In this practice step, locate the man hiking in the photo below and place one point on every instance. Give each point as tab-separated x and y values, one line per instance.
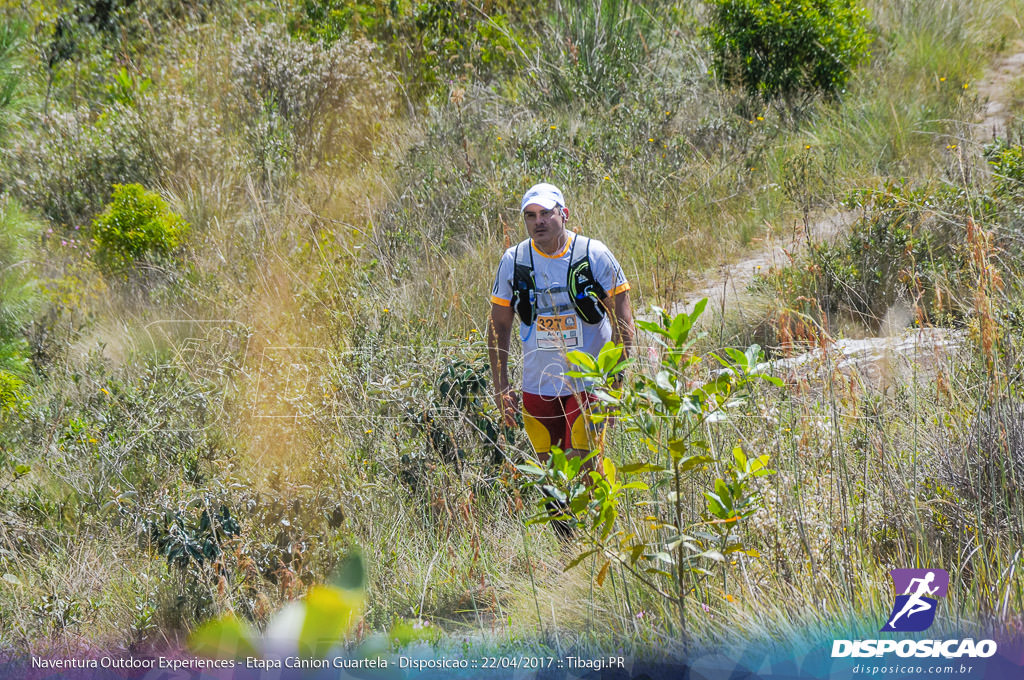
569	294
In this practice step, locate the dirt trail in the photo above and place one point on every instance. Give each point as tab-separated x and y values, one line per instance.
995	91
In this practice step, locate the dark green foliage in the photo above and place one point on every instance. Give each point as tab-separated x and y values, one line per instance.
17	286
904	248
787	48
430	43
137	227
459	423
68	162
1007	162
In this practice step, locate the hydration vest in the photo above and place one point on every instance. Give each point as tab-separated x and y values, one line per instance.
584	289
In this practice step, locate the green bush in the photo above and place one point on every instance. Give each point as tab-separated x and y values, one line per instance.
17	285
905	248
787	48
136	227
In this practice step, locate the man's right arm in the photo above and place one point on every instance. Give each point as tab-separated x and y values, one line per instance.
499	338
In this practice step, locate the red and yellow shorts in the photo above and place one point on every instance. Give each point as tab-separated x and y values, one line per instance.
561	421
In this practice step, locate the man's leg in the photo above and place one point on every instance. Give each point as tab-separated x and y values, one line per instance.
584	434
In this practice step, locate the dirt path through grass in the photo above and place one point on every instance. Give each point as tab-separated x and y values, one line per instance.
1000	93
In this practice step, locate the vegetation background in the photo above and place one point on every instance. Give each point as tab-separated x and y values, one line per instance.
245	254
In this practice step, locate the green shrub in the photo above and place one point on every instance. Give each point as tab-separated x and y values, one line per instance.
136	227
787	48
67	162
905	248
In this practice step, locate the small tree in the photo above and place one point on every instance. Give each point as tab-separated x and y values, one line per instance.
136	227
787	48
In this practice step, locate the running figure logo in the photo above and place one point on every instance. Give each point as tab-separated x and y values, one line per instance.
914	609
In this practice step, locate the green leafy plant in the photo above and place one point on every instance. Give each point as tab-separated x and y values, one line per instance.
787	48
136	228
673	551
12	398
309	627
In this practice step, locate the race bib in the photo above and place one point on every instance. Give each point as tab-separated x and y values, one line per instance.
557	332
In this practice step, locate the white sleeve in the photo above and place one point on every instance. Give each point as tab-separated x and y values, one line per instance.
501	292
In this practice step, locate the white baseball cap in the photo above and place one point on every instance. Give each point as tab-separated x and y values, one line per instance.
544	195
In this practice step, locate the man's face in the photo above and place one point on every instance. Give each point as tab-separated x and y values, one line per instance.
544	224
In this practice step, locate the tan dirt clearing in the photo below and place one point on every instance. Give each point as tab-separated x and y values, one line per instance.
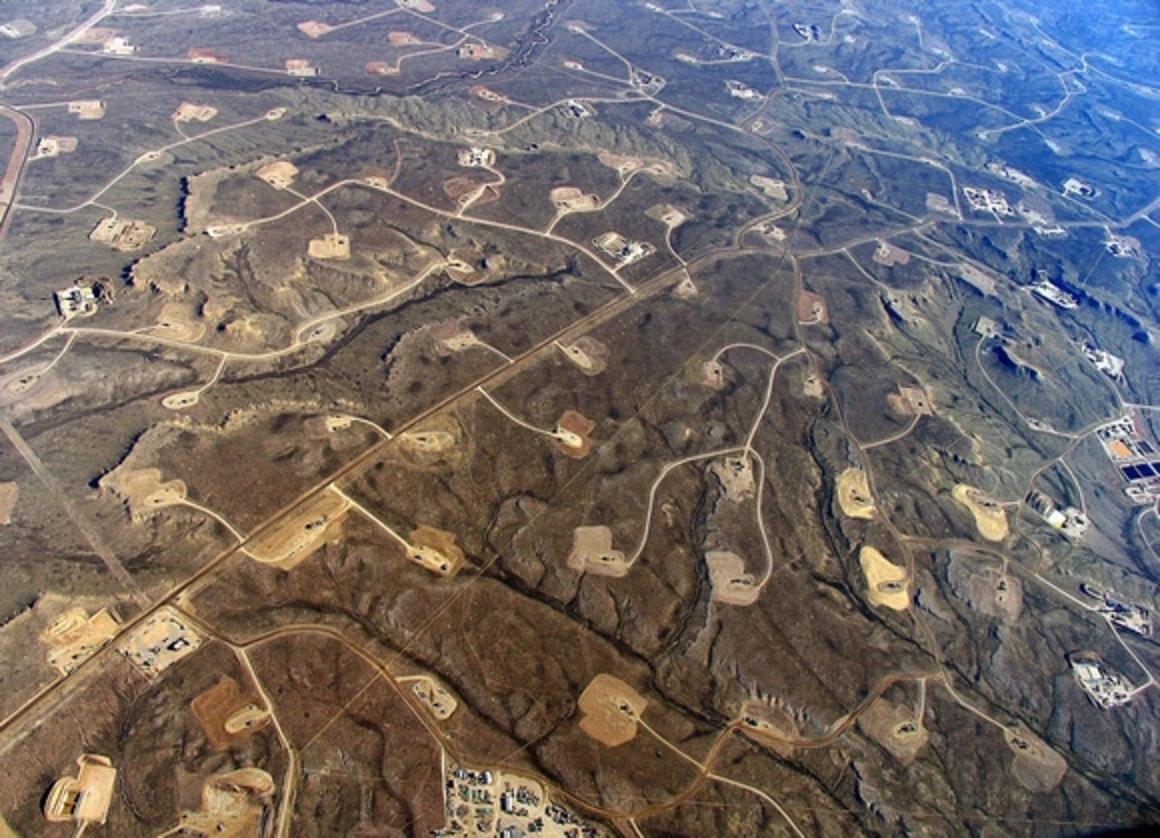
894	728
990	518
302	532
854	495
610	709
9	492
729	579
592	553
886	582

§ TASK REQUIREMENTS
Write the lines above out again exactly, without any of their pictures.

§ SOLUTION FOR THIS TASK
In this practice step, locate the man hiking in the photo below and place one point on every instance. Give each point as tab-separated x and y values, one line per instance.
569	294
In this practice step, locate the dirt trail in the photo above and place one point on every instance. Give each point as tab-separated x and y values, one line per instance.
995	91
In this practice step, locate the dark green foliage in the photo above and place one point on every instance. Give each point as tab-separated x and y values, one line per instance.
17	286
904	248
787	48
430	43
137	227
459	423
68	162
1007	162
In this practice step, locate the hydration vest in the photo above and place one point on every instance. Give each point as tab-separated x and y values, one line per instance.
584	289
In this practice step, locate the green bush in the photo above and place one point on every instance. Give each point as tab-separated x and y values, one line per instance.
17	285
905	248
787	48
136	227
In this practice step, locate the man's right arm in the photo above and place one point on every instance. Give each point as tab-separated x and y values, one line per instance.
499	338
In this practice step, locate the red and yellow shorts in the photo above and place one point on every instance. Give each point as tab-separated x and y values, one line per instance.
561	421
In this practice step, locate the man's leg in the photo above and place one point on every instance. Give each point as tab-separated x and y values, one line per instance.
584	434
In this practice step, locate the dirt path through grass in the photo above and place one point on every instance. Give each point as tab-separated x and y values, one line per instance.
1000	93
In this practice step, locate the vegetation background in the photo above and place one point on every instance. Give each point as tab-separated x and y values, one line per instance.
245	254
In this practice step, locate the green shrub in the photo above and place one point on every instance. Give each point as tab-separated x and y values, one line per instance.
136	227
787	48
67	162
905	248
In this practice step, locate the small tree in the photo above and place one point on every instance. Give each point as tab-separated x and y values, one line per instance.
136	227
787	48
In this practice step, locate the running figure logo in the photo above and place one point on every instance. Give each point as tab-separated x and y values, one line per instance.
914	609
In this practice step, locate the green leafy plant in the photo above and place one point on every instance. Give each point as tab-separated x and y values, one line per instance.
787	48
136	228
673	551
12	398
309	627
In this practice step, locate the race bib in the photo above and place one point on every instance. Give each point as tab-separated x and y values, one line per instance.
557	332
In this practice step, locate the white sleeve in the photo above and place one point on every instance. Give each point as tab-separated x and y values, one line per instance.
501	292
In this practice step, locate the white baseball cap in the photo above and place one point on every instance. Give each point as tab-separated x and y values, one line per instance.
544	195
In this practice step, locate the man's face in the photo above and place one point on every instance. Give each point as tab-separated x and y values, one line per instance.
544	224
In this practice step, locate the tan dirt clearing in the photo below and place one point on every instance. Give each point as tab-separated x and y values, one line per instance.
894	728
990	518
302	532
854	495
610	709
9	492
729	579
592	553
886	582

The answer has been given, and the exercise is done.